**WHAT TO PRODUCE**
Count how many of the lines below contain the string "stage", treating uppercase and lowercase as distinct, and give only that number.

[BEGIN ITEMS]

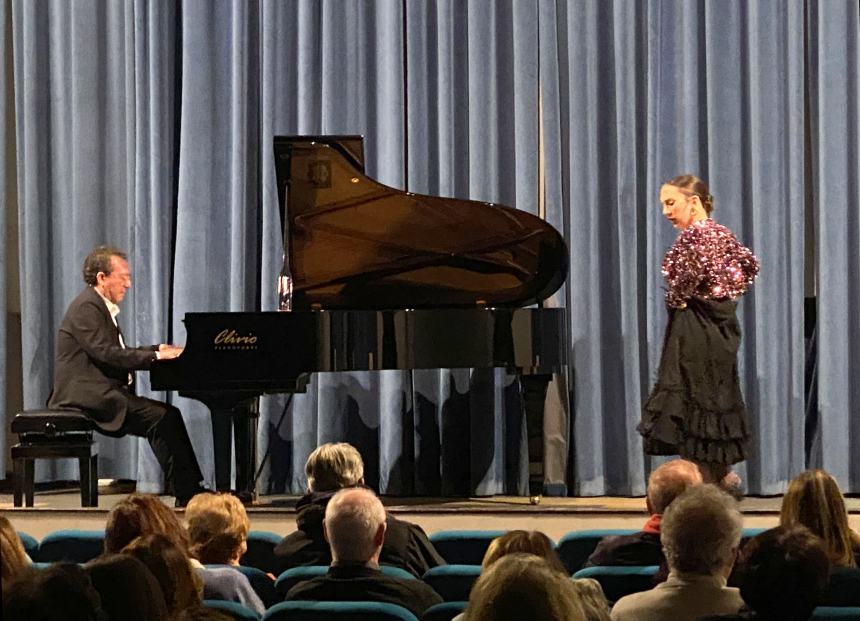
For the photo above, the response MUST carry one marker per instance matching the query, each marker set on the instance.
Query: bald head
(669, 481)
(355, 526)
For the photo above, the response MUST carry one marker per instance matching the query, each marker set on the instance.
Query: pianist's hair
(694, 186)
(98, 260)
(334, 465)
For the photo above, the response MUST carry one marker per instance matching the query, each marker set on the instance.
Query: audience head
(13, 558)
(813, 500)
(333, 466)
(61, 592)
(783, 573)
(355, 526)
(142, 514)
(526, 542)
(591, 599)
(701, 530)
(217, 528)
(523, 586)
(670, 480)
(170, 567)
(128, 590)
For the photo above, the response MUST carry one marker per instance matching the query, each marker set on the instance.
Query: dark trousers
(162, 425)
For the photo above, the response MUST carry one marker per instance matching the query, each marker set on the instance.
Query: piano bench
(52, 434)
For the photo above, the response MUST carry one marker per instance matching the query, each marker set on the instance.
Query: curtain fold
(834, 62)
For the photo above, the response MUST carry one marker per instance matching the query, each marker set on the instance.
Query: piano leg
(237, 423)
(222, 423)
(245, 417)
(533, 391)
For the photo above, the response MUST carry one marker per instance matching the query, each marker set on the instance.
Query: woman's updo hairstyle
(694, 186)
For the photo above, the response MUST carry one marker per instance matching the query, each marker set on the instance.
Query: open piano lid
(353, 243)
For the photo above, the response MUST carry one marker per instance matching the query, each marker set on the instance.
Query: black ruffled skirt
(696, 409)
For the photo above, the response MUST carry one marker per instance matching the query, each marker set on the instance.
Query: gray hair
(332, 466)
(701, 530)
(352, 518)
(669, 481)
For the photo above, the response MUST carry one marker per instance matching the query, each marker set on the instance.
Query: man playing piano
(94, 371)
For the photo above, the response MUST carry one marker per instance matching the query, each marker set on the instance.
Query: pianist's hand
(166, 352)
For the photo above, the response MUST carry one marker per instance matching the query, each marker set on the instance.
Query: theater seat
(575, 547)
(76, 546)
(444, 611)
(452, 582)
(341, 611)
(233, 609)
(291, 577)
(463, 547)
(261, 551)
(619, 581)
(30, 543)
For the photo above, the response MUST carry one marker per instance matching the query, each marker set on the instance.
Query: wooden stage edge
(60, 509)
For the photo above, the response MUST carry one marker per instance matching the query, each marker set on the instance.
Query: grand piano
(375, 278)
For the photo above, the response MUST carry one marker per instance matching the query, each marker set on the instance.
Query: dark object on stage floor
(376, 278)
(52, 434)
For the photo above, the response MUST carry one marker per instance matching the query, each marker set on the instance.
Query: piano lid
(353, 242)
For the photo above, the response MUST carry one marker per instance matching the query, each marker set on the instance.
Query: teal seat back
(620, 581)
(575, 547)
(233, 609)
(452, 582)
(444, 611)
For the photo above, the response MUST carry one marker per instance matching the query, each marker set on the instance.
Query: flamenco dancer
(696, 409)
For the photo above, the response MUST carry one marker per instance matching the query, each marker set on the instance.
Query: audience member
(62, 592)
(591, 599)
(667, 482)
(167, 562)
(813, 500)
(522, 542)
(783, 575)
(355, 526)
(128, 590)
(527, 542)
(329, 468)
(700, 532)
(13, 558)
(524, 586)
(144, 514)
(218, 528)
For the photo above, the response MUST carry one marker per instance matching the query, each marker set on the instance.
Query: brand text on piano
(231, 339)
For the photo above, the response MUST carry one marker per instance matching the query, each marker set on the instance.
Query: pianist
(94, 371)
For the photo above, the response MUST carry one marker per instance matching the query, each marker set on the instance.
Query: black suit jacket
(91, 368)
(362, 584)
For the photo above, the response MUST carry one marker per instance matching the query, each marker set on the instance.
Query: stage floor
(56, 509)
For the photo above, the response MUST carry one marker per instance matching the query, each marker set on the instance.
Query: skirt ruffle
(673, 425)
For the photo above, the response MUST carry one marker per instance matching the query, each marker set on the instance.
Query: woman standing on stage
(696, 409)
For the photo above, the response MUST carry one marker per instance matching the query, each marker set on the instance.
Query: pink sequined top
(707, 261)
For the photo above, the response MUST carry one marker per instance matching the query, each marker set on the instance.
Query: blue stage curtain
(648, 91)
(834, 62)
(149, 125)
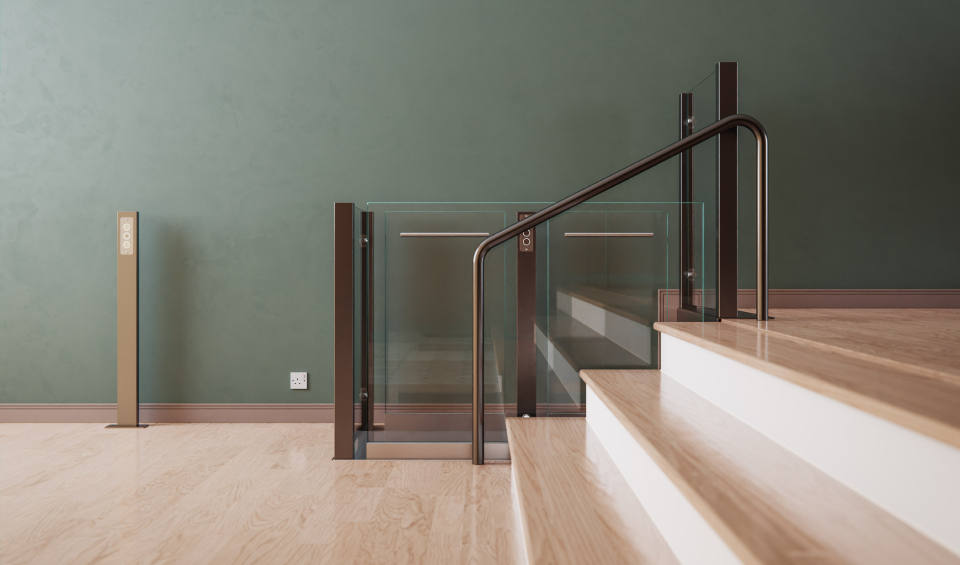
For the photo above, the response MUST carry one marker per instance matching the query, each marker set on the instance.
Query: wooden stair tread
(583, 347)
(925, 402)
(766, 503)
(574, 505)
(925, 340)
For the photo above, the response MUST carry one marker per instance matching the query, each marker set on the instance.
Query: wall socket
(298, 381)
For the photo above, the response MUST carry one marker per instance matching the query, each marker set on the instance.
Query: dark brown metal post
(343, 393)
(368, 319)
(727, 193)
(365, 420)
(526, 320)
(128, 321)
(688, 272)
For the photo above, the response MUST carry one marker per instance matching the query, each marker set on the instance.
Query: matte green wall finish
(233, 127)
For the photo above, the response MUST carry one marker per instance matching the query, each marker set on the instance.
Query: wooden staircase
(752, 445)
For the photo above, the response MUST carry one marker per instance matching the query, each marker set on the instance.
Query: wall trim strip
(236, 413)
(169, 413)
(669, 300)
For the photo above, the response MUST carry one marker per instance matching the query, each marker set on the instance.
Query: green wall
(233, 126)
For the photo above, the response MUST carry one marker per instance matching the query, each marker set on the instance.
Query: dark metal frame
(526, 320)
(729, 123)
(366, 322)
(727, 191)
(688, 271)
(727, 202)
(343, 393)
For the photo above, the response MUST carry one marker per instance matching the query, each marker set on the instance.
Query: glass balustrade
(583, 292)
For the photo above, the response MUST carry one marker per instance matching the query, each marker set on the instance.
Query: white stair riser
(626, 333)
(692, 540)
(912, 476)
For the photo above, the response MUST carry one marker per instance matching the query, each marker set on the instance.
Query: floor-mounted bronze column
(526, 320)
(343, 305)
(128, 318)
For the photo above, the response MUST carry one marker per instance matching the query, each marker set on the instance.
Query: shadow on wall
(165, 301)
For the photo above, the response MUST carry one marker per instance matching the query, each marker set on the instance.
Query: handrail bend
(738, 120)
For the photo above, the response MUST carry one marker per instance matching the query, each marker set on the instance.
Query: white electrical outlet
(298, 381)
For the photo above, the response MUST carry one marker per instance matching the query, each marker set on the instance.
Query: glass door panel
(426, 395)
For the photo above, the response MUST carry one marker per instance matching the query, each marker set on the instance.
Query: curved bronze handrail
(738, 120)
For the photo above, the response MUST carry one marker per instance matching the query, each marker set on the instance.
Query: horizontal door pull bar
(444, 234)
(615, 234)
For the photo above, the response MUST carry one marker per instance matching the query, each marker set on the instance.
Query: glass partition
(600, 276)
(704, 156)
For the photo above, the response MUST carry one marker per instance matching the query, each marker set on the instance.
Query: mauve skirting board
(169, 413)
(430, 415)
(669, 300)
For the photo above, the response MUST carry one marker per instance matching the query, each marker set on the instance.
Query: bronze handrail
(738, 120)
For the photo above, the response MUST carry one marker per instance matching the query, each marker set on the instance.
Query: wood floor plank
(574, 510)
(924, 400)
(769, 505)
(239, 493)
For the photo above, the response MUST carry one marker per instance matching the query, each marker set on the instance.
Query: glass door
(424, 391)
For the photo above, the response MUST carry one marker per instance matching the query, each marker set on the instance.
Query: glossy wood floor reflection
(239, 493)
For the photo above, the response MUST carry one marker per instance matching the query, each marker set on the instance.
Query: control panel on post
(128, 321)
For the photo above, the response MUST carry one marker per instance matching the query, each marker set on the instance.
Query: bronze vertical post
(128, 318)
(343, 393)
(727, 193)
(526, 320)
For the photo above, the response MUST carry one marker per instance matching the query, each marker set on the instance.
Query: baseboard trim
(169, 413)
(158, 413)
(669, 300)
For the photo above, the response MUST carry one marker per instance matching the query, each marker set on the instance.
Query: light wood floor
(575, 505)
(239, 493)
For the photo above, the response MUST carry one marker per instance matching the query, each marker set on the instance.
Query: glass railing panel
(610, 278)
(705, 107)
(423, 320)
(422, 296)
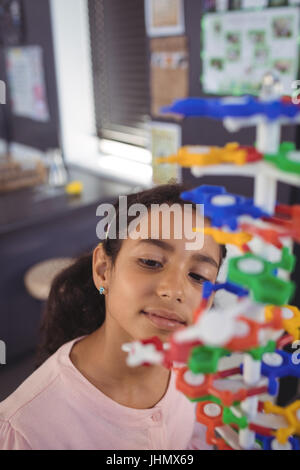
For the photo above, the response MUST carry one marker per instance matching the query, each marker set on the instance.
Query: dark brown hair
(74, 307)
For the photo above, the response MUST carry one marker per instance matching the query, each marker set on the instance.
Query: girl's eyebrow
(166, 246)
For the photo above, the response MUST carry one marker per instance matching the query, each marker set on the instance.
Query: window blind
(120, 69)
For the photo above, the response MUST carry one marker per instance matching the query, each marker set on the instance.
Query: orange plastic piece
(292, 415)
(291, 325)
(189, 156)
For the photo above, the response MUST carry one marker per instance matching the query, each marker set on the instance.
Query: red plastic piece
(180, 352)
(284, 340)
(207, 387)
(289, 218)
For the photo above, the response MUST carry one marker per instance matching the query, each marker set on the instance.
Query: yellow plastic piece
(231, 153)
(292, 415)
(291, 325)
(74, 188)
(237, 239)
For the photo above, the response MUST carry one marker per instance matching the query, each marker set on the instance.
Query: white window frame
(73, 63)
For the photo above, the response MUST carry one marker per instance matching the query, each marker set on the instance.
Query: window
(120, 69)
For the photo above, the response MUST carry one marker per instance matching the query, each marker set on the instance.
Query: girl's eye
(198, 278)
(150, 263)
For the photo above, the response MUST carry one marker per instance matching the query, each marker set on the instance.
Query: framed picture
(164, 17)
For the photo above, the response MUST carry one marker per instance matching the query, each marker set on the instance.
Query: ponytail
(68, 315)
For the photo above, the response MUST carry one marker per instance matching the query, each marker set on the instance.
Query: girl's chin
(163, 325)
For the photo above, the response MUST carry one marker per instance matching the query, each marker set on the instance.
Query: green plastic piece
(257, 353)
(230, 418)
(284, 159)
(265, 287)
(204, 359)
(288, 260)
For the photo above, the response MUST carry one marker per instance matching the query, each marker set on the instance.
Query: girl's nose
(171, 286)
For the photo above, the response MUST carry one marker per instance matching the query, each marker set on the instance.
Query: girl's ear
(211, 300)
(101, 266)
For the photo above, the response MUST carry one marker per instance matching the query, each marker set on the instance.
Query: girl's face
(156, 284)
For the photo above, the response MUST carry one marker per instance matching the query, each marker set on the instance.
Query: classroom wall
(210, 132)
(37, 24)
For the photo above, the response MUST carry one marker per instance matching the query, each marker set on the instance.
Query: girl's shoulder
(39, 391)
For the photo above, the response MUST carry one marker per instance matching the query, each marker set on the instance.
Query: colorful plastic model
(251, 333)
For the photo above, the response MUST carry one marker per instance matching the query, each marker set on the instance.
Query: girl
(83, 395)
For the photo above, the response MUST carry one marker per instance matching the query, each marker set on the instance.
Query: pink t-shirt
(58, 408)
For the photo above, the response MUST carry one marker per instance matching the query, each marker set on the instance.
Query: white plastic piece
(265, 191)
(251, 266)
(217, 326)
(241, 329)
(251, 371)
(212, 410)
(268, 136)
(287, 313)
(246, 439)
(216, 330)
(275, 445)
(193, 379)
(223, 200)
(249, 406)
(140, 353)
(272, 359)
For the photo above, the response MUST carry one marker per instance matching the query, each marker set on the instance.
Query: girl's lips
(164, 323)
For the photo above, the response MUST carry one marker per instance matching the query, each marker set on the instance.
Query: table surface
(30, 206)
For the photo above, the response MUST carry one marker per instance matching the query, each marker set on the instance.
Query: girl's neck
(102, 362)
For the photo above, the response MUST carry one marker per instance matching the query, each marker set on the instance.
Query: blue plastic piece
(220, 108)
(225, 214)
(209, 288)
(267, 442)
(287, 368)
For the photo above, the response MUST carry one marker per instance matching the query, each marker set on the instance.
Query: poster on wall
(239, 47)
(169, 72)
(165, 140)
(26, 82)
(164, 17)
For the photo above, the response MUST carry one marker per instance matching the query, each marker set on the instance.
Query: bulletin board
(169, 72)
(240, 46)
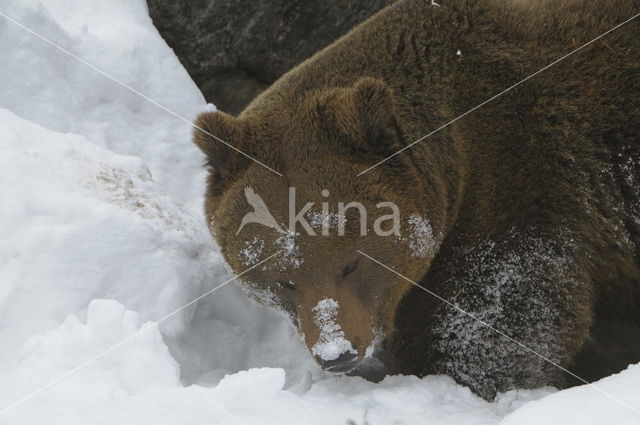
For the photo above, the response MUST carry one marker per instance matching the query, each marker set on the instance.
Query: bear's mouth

[END ITEMS]

**SOLUTION**
5